* Text section
+++++

A Lidl signboard
By Karthik Thrikkadeeri in Notebooks
August 10, 2020
The other day, I was sitting at my desk as usual and occasionally looking out from my seventh-storey window onto the midday cityscape, when something suddenly caught my eye.
It was something located around two-thirds of the way between me and the horizon. I immediately recognised it to be some sort of a signboard, seemingly hoisted proudly above its neighbours and towered over only by a handful of nearby communist apartment buildings. Following this, it took hardly a moment for me to guess—from the vague yellow circle with a dark border that was visible to me—that it was the signboard of the supermarket chain, Lidl.
This in itself is nothing extraordinary, but I was surprised at how sure I was of my guess. I quickly picked up my binoculars and saw that it was indeed Lidl. However, I also saw a Burger King sign right beside it, as well as one of Budějovický Budvar a little ways away, two or three times bigger (and which usually lights up in neon red at night).
Now, keep in mind that the city of České Budějovice lies in a basin and is spread mostly across a plain, and hence is very flat. So the signboard I saw seemed incredibly far away. Also keep in mind that I have never been to Lidl, and have only seen the logo here and there. I wanted to find out how far exactly it was, so I managed to locate the one in question out of the three in the city, and measured the aerial distance to my position.
My mathematics is so rusty that I pointlessly went to sines and cosines at first, before realising Pythagoras would suffice. Finally, I realised that the 17.5 metres of height is really inconsequential to the base of 3500 metres, and so the hypotenuse would remain pretty much as 3500 metres.

+++++

* Data section
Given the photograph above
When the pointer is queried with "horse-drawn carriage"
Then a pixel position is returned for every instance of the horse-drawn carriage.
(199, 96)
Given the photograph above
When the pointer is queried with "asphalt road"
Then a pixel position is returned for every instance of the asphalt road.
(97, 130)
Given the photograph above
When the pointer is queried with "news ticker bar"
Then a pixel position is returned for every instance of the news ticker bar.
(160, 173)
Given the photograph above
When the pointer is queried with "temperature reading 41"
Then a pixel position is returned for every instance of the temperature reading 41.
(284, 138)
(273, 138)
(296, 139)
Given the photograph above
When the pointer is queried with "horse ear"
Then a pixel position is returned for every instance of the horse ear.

+++++

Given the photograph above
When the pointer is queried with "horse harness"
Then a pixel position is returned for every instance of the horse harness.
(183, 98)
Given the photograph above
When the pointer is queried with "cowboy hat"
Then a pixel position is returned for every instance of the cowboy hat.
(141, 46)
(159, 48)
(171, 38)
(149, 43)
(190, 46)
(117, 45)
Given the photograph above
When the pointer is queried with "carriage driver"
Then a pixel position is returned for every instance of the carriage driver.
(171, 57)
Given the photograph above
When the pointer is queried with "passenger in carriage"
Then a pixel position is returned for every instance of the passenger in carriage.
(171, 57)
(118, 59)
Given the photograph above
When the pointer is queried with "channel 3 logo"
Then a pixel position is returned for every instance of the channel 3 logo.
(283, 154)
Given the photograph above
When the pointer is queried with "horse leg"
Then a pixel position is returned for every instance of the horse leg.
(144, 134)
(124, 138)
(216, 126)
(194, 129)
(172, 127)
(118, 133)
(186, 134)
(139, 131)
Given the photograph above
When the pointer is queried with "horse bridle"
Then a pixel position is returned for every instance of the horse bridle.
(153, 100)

+++++

* Problems to solve
a - Can you return, word for word, the part of the Lidl signboard post above that opens with the words containing "My mathematics is" and closes with "as 3500 metres."?
b - Answer these from the Lidl signboard post above:
(i) From which storey's window was the writer looking out?
(ii) In which city is the writer located?
(iii) What aerial distance did the writer use as the base of the calculation?
c - Could you continue the Lidl signboard post from where it stops?

* Answers provided
a -
My mathematics is so rusty that I pointlessly went to sines and cosines at first, before realising Pythagoras would suffice. Finally, I realised that the 17.5 metres of height is really inconsequential to the base of 3500 metres, and so the hypotenuse would remain pretty much as 3500 metres.

b -
(i) The seventh storey.
(ii) České Budějovice.
(iii) 3500 metres.

c -
Standing on the ground on a flat surface, humans can see an edge as far as ~5km away. This obviously increases as you observe from higher positions. But what I find amusing is that I was able to correctly identify the supermarket in less than a second, on seeing its signboard from 3.5km away, given that I was unable to notice the even bigger and closer to heart Budějovický Budvar.
How many other occupants of communist buildings notice the Lidl signboard? If this isn’t marketing at its finest, then what is?
PS: I came across an interesting article by Isaac Asimov, countering an English Lit major’s claim that modern knowledge is “wrong”. He uses examples like that of the curvature of the earth (how our knowledge evolved over time) to argue for his idea of the “relativity of wrong”.
“John, when people thought the earth was flat, they were wrong. When people thought the earth was spherical, they were wrong. But if you think that thinking the earth is spherical is just as wrong as thinking the earth is flat, then your view is wronger than both of them put together.”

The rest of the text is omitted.